— Start Data —

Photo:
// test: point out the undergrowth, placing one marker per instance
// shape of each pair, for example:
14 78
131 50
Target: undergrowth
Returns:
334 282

— End Data —

• Request:
Format the data above as a JSON list of strings, one string per line, leaving out any blank lines.

• Worked answer:
[
  "Photo:",
  "// test: point out the undergrowth, placing one marker per instance",
  "// shape of each pair, for example:",
  "14 78",
  "131 50",
  "Target: undergrowth",
  "Returns:",
  "334 282"
]